### Task list
[1] Name every fractal type the blog page says can be chosen in Plasmatic's settings activity.
[2] In the blog page's Lorenz attractor code, how many iterations are run?
[3] Write the next part of the blog page, picking up after its final sentence about the Lorenz attractor code.

# Smoky Cogs

Thoughts on programming, life and anything else that floats through my brain

### Archive

Category: Fractals

## Plasmatic – My second Android app

Mar 2

A few days ago I blogged about my first Android app, and in that post I promised another one coming along soon. Well, it is now done.

For my second foray into Android application development, I decided to port some C# code I had previously written to draw a plasma fractal to Java.

A plasma fractal

The original code is based on a Java applet written by Justin Seyster, which I ported to C#, and modified slightly, a few years ago for another project.

I have previously blogged about the algorithm used to generate the plasma fractal itself in my series on Fractals in C#, so I won’t go into detail about how the fractal is generated here.

The application consists of three activies.

The main activity displays the generated plasma fractal, with menu options to refresh the fractal, which regenerates the fractal, and saving the image to the sdcard.

The menu also has options to launch the settings activity and the about activity.

The settings activity enables you to change the fractal type – the options being, Plasma, Cloud and Grayscale – as well as the roughness, which changes the amount of variation in the image.

The about activity merely showssome information about the application.

While, by no means, a complicated application, this app implements a fair amount of Androids basic features.

You can download the Plasmatic android package here

## Fractals in C#: The Lorentz attractor

Oct 6

The Lorenz attractor is a fractal based on the Lorenz oscillator, which is a 3-dimensional chaotic system.

Lorentz Attractor

For a full explanation on the Lorentz attractor, you can read the wikipedia article here.

The central equations needed for the Lorenz oscillator are:
dx/dt = σ(y – x)
dy/dt = x(ρ – z) – y
dz/dt = xy – βz

σ is the Prandtl number, and is usually set to 10.
ρ is the Rayleigh number and can be varied.
β is set to 8/3.

Now, drawing the Lorenz attractor in C#, we are going to iterate a fixed number of times through these equations. In the code below, ρ is set to 28, and the number of iterations to 8000.

The code is able to draw the attractor in two dimensions or three dimensions, and the first part of the code calculates the transformations we will use later to transform the coordinates of attractor (which are in three dimensions) to screen coordinates.

We then iterate through each iteration, taking the x, y and z from the previous iteration, and running them through the Lorens oscillator equations to get our first set of derivatives.

We then add these to the previous x,y and z values, and then run them through the equations again, getting our second set of derivatives, and then add these to the x,y and z values as before. We repeat this until we get four sets of derivatives.

### Information given
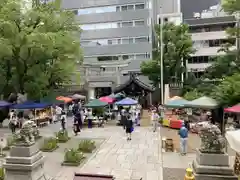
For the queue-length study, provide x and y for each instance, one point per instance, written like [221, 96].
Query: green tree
[228, 91]
[38, 47]
[229, 63]
[191, 95]
[177, 48]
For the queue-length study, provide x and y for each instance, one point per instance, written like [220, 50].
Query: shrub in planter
[86, 146]
[10, 142]
[73, 157]
[2, 173]
[49, 144]
[62, 136]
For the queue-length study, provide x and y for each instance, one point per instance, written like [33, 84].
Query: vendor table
[237, 164]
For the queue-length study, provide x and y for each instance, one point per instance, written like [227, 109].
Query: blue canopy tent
[4, 104]
[30, 105]
[126, 102]
[177, 103]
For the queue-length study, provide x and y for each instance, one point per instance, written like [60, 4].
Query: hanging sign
[189, 111]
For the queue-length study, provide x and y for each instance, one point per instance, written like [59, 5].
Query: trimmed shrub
[86, 146]
[62, 136]
[49, 144]
[73, 156]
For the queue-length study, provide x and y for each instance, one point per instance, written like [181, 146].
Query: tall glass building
[117, 36]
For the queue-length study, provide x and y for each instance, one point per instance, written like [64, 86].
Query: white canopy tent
[233, 139]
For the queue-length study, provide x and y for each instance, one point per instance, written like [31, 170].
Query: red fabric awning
[233, 109]
[81, 176]
[107, 99]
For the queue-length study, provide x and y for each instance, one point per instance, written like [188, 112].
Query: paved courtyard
[126, 160]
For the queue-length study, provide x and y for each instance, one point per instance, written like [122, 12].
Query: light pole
[238, 36]
[160, 46]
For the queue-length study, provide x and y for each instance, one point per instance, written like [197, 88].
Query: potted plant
[2, 173]
[49, 144]
[86, 146]
[10, 142]
[73, 157]
[62, 136]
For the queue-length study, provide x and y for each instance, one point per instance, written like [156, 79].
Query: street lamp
[161, 84]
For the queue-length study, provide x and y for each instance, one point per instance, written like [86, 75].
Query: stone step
[214, 177]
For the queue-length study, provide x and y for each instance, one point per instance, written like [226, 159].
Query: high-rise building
[117, 36]
[208, 30]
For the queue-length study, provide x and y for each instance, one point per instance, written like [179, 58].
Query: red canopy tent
[107, 99]
[233, 109]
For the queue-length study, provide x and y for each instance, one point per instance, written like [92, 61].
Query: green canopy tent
[176, 103]
[117, 96]
[95, 103]
[203, 102]
[51, 100]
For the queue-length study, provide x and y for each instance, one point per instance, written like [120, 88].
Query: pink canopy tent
[233, 109]
[107, 99]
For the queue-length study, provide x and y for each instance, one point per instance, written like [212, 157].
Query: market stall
[65, 99]
[234, 142]
[172, 116]
[4, 104]
[126, 102]
[97, 107]
[204, 103]
[78, 97]
[38, 112]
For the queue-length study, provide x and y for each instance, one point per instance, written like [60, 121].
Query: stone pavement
[126, 160]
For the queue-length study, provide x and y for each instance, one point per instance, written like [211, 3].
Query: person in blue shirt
[183, 133]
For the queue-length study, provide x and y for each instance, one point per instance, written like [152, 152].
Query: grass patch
[62, 136]
[73, 157]
[49, 144]
[86, 146]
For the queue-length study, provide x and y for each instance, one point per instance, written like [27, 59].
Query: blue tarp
[5, 104]
[127, 102]
[30, 105]
[176, 103]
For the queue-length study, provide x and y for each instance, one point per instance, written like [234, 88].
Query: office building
[117, 37]
[208, 34]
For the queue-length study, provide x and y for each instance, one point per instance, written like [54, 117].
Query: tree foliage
[227, 93]
[231, 6]
[177, 47]
[226, 67]
[38, 47]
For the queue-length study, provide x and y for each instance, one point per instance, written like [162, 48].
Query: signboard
[189, 111]
[100, 84]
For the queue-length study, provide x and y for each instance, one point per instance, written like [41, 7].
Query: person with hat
[183, 133]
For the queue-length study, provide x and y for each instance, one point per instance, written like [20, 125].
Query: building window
[106, 9]
[139, 23]
[200, 59]
[141, 39]
[130, 7]
[125, 57]
[107, 58]
[124, 8]
[105, 42]
[143, 56]
[127, 24]
[139, 6]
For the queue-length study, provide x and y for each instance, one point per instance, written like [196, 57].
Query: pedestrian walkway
[126, 160]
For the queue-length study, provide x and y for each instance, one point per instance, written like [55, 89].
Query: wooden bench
[169, 146]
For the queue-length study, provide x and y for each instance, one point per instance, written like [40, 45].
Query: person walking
[63, 120]
[89, 118]
[58, 113]
[183, 133]
[129, 127]
[155, 118]
[13, 123]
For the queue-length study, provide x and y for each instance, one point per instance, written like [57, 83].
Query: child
[63, 119]
[129, 128]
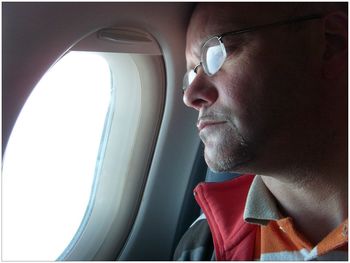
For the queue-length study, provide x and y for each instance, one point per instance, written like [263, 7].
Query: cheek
[240, 92]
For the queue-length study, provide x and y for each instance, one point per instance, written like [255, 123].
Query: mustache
[213, 116]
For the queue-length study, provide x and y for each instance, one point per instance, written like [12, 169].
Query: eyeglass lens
[213, 57]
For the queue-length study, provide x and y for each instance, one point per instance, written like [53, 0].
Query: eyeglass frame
[242, 31]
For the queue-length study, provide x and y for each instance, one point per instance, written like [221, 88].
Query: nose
[201, 93]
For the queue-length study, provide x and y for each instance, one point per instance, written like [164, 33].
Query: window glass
[50, 161]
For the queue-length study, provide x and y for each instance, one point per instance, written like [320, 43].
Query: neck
[317, 202]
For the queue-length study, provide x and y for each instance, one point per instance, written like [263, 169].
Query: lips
[201, 124]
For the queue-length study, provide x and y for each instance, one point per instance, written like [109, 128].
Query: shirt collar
[261, 206]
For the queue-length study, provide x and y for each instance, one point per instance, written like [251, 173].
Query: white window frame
[127, 150]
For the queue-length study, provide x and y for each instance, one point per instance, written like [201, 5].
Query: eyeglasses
[213, 53]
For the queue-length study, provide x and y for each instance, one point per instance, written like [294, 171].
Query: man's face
[254, 105]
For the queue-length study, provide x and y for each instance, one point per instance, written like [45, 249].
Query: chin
[224, 160]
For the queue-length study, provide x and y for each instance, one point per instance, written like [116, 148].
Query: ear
[336, 48]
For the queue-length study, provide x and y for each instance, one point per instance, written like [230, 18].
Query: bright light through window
[50, 160]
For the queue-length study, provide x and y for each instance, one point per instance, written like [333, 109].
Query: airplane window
[50, 161]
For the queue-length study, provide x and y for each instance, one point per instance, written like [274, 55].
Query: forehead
[216, 18]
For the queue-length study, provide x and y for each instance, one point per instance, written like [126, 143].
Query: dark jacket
[223, 226]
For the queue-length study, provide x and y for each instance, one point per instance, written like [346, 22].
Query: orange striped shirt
[278, 238]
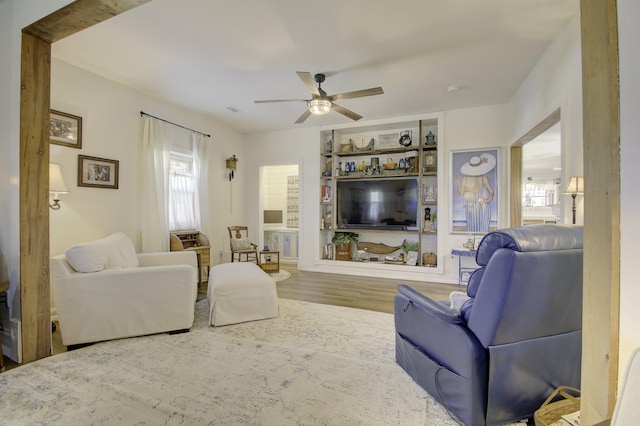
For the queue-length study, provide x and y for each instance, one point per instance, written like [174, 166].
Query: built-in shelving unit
[402, 150]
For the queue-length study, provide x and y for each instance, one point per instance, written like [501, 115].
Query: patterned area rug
[314, 364]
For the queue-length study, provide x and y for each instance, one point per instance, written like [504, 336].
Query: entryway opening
[280, 210]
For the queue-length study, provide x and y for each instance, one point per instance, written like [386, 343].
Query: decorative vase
[343, 251]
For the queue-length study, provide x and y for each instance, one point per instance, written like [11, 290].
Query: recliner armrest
[438, 309]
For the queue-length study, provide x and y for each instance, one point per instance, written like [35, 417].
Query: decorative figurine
[431, 138]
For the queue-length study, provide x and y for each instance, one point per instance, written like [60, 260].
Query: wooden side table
[269, 261]
[198, 242]
[204, 261]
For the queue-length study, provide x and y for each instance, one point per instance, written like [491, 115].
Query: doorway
[536, 169]
[541, 175]
[280, 210]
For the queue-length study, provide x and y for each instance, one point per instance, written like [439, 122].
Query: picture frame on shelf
[430, 162]
[474, 191]
[97, 172]
[65, 129]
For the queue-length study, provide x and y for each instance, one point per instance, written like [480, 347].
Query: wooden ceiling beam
[78, 16]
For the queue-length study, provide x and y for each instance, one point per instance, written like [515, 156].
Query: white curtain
[201, 171]
[156, 146]
[182, 199]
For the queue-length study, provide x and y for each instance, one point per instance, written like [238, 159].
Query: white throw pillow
[240, 243]
[85, 259]
[115, 251]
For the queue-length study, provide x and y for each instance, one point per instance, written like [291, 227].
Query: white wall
[555, 82]
[480, 127]
[301, 147]
[112, 128]
[628, 36]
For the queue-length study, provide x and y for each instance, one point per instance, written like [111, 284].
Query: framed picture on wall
[97, 172]
[65, 129]
[474, 191]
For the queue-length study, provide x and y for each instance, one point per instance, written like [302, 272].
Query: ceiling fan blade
[309, 82]
[280, 100]
[357, 94]
[303, 117]
[342, 110]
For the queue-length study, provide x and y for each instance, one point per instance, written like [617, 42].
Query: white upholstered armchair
[104, 290]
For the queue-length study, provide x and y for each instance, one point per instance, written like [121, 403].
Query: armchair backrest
[530, 284]
[238, 232]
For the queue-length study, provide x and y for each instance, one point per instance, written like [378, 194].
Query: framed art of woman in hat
[475, 185]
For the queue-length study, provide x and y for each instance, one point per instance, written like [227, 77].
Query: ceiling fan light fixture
[319, 106]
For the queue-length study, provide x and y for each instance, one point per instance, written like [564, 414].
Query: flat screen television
[384, 204]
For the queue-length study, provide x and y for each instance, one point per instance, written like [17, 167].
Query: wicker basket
[550, 412]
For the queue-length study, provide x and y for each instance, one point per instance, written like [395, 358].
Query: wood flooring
[375, 294]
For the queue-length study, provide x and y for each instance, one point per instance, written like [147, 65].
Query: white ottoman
[240, 292]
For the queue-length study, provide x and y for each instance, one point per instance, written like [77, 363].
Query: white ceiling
[211, 56]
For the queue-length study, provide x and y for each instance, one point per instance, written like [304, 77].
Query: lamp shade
[57, 185]
[319, 106]
[575, 185]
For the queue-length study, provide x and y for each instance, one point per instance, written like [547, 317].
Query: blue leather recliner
[514, 341]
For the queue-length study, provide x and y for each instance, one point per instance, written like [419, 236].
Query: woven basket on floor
[550, 412]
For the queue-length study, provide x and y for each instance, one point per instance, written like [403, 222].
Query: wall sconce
[574, 187]
[57, 185]
[231, 165]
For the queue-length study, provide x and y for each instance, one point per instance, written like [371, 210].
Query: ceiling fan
[320, 103]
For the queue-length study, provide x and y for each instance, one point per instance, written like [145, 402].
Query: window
[182, 193]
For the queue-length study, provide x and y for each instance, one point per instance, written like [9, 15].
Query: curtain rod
[142, 113]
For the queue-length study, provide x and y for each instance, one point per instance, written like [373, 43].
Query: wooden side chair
[245, 250]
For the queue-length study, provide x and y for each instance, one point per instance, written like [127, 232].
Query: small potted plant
[343, 241]
[411, 251]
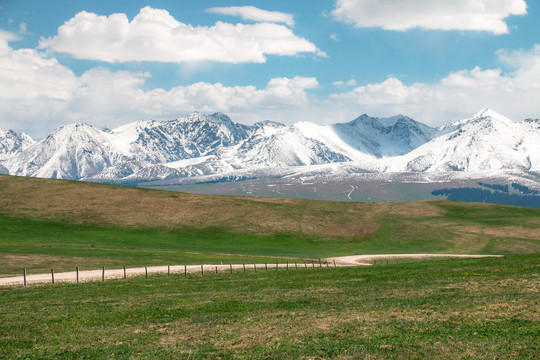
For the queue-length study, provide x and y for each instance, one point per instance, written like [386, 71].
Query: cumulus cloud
[255, 14]
[458, 95]
[351, 82]
[477, 15]
[38, 94]
[154, 35]
[28, 74]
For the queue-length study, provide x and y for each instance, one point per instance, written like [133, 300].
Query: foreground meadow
[63, 224]
[447, 309]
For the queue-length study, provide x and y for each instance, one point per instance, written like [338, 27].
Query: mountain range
[199, 145]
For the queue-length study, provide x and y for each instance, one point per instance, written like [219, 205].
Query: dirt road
[97, 275]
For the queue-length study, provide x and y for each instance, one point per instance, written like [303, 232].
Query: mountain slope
[485, 142]
[199, 145]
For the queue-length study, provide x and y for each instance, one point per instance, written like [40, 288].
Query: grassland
[62, 224]
[439, 309]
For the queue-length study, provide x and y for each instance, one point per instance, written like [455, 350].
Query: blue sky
[111, 62]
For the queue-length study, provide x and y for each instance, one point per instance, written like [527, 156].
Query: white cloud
[477, 15]
[351, 82]
[28, 74]
[456, 96]
[255, 14]
[154, 35]
[37, 94]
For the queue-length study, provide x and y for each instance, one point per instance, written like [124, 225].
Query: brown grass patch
[97, 204]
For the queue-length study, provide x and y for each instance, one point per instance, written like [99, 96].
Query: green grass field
[437, 309]
[447, 309]
[62, 224]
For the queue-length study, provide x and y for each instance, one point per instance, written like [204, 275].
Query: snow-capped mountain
[199, 145]
[486, 141]
[70, 152]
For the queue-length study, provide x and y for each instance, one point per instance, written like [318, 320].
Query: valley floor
[104, 274]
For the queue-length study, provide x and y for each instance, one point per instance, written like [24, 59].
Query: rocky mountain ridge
[199, 144]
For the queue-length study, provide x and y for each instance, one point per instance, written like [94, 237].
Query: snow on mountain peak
[488, 113]
[212, 144]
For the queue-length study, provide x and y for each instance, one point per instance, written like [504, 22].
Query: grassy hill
[54, 223]
[440, 309]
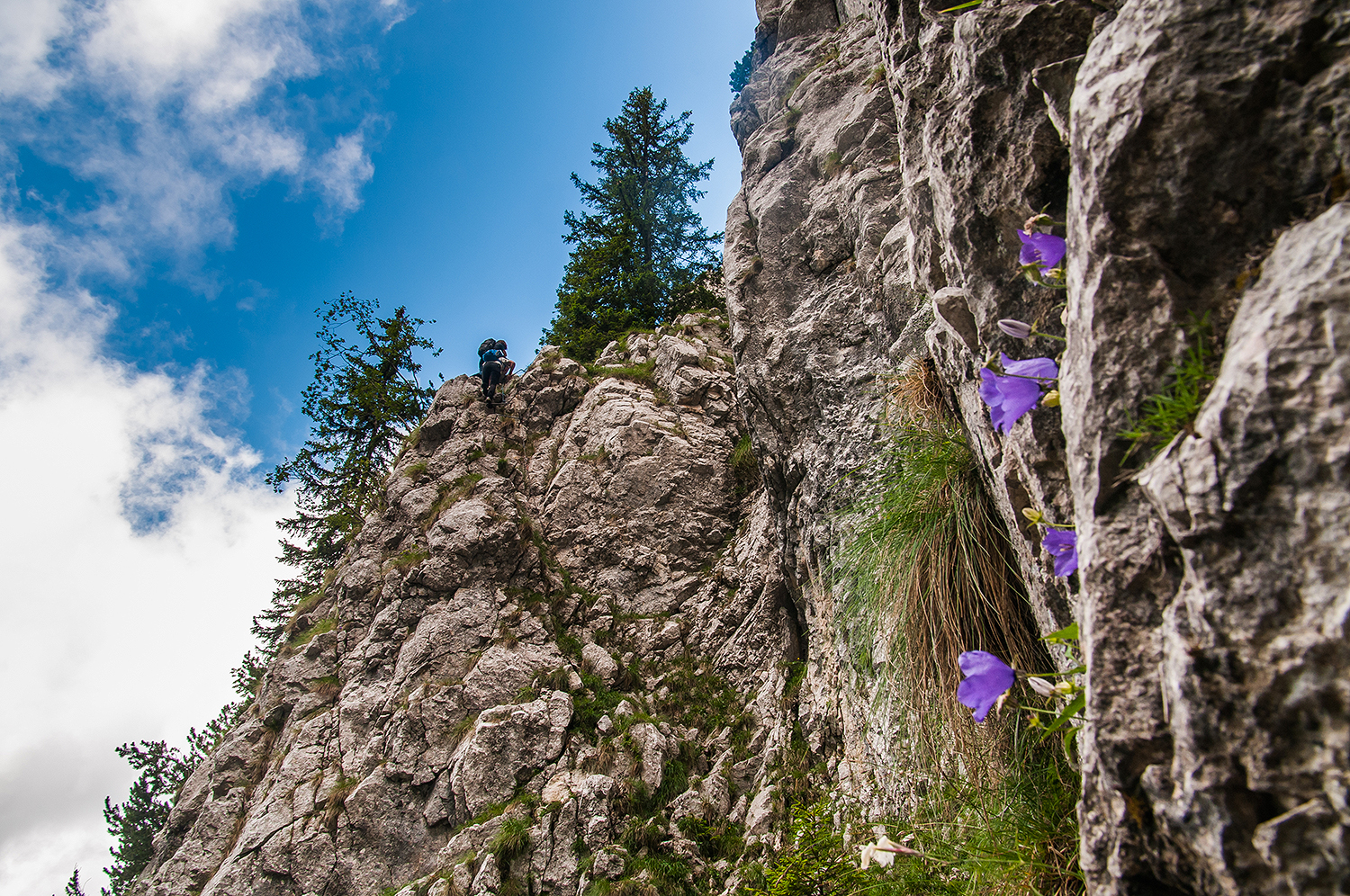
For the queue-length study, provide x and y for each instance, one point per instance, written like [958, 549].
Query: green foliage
[510, 841]
[302, 639]
[364, 399]
[998, 830]
[716, 841]
[410, 558]
[815, 861]
[162, 774]
[926, 560]
[744, 467]
[644, 254]
[1001, 829]
[742, 73]
[1176, 407]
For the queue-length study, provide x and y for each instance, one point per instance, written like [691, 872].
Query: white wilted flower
[883, 852]
[1041, 685]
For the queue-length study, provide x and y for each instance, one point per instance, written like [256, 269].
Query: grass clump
[302, 639]
[815, 861]
[453, 493]
[510, 841]
[1002, 829]
[410, 558]
[744, 467]
[642, 374]
[926, 564]
[1188, 383]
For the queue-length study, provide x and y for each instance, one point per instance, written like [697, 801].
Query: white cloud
[137, 539]
[29, 32]
[108, 636]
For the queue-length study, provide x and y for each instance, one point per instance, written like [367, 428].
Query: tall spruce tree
[643, 254]
[364, 399]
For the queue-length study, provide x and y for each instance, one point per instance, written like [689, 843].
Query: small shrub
[742, 69]
[510, 841]
[1174, 408]
[410, 558]
[815, 861]
[450, 494]
[302, 639]
[926, 560]
[744, 467]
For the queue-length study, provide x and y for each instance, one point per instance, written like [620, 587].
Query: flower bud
[1040, 685]
[1015, 328]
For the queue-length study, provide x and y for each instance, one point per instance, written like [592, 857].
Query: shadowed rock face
[890, 156]
[588, 542]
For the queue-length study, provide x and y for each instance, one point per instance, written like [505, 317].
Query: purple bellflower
[1042, 250]
[987, 679]
[1010, 397]
[1063, 544]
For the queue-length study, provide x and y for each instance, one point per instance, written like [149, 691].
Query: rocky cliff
[1198, 153]
[578, 644]
[567, 617]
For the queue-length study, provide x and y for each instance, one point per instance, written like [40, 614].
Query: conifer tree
[364, 399]
[643, 254]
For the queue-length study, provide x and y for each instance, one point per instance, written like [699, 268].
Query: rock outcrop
[891, 156]
[572, 612]
[564, 612]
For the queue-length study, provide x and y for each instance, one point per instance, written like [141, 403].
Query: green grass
[302, 639]
[1188, 383]
[510, 841]
[1007, 828]
[744, 467]
[1004, 829]
[410, 558]
[643, 374]
[926, 564]
[450, 494]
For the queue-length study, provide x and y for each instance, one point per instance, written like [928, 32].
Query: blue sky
[181, 184]
[474, 116]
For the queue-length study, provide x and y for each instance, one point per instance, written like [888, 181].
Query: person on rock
[490, 366]
[508, 364]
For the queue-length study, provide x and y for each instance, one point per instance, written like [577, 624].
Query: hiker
[490, 366]
[508, 364]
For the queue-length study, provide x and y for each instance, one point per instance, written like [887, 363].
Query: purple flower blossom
[1010, 397]
[1042, 250]
[987, 679]
[1063, 544]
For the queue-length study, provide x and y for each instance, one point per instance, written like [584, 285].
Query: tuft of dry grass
[928, 567]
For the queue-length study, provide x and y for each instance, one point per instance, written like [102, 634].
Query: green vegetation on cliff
[643, 255]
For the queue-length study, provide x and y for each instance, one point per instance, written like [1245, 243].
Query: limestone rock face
[536, 567]
[890, 156]
[570, 609]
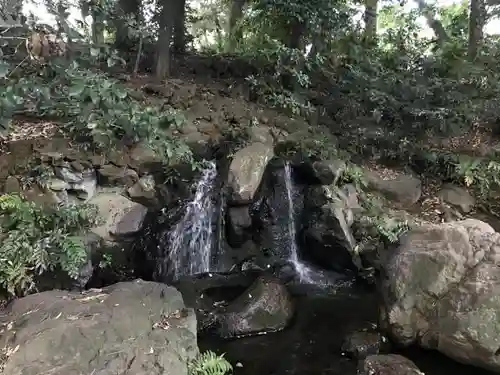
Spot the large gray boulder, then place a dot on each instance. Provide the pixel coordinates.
(327, 226)
(387, 364)
(442, 291)
(246, 171)
(266, 306)
(130, 328)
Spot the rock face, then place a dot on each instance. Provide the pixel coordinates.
(137, 327)
(246, 171)
(264, 307)
(441, 290)
(402, 188)
(122, 217)
(458, 197)
(390, 364)
(361, 344)
(327, 219)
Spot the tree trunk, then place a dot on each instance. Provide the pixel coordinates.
(477, 20)
(164, 39)
(294, 42)
(433, 23)
(126, 9)
(234, 32)
(180, 27)
(370, 18)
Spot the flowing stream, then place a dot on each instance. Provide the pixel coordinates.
(191, 240)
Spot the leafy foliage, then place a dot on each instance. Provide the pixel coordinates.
(209, 363)
(35, 239)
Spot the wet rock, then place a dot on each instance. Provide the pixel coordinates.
(450, 268)
(264, 307)
(327, 220)
(68, 175)
(388, 364)
(260, 134)
(77, 166)
(131, 327)
(121, 216)
(328, 172)
(246, 171)
(12, 185)
(325, 172)
(110, 175)
(402, 188)
(458, 197)
(143, 159)
(58, 185)
(86, 189)
(361, 344)
(144, 191)
(238, 221)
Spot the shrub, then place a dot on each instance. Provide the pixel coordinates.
(36, 239)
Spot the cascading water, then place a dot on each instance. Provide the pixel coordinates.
(304, 273)
(191, 240)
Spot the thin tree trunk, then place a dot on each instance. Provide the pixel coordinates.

### Responses to the exercise
[1] Plasma, Cloud, Grayscale

[2] 8000 iterations.

[3]
Once we have that we then add them together multiply by a scaling factor, and and them to x, y and z respectively.

Now that we have the new coordinates, we can plot a point at that position, applying our transformations to convert the three dimensional coordinates to screen coordinates.

You can get the full source code here.

## Fractals in C#: Newton-Rhapson fractals

Oct 5

For anyone who has studied calculus, the Newton-Rhapson method should be familiar. To those who have not, I do apologize if I lose you, but will try to make it easy.

The Newton-Rhapson method is a way to find the roots of a function using approximations.

So, for the non-maths people out there, a function is denoted by f(x) and can be any equation, for example f(x) = x^2 + 3, or f(x) = sin(x). Now, the roots of a function are defined by f(x) = 0, so it is wherever the function equals zero.

Another important concept here is the derivative f’(x). This is the rate of change of the function f(x), but by going any deeper, I know I will lose the non-maths guys, and I am sure any of you who know some maths already know about derivatives.

The Newton-Rhapson method tries to find the values of the root by approximating the root, and then iterating using the procedure a’ = a – f(a)/f’(a) where a is the approximated root, and a’ is the closer approximation. The procedure is then repeated replacing a with the new a’ value, as many times as is needed to achieve the required accuracy.

Newton Rhapson

So how the function that generates the fractal works, first we take our canvas, and iterating through each pixel in the canvas, we get x and y values, which are made up of the minimum values – which are passed as a parameter, so that we can view any part of the Cartesian space – and then add to that the column (or row) we are on multiplied by the scaling factor.

Now that we have our values we are going to pass into our function, and have set up a few values before we iterate, we start the iteration.

We keep on iterating, using the Newton-Rhapson method to find new values for x and y, and finally finished iteration when either we have reached a point where the values are as accurate as they are ever going to be, or else we have reached the amount of iterations we are going to allow.

Now that we have done that, we can select the color to draw at that particular point. We have created an array of 16 colours, and then depending on values of x and y, we use certain colours, based on the iteration in which we reached our value.

If x is larger than 0, then the first 5 colours are used. If y > 0 and x is less than -0.3 then the next 5 colours are used, and for everything else the last 6 colours are used.

## Fractals in C#: Julia sets

Oct 2

Julia sets are very similar to Mandelbrot sets, and if you have not yet looked at my post on generating Mandelbrot sets, then I suggest you take a look. Most of the background is the same.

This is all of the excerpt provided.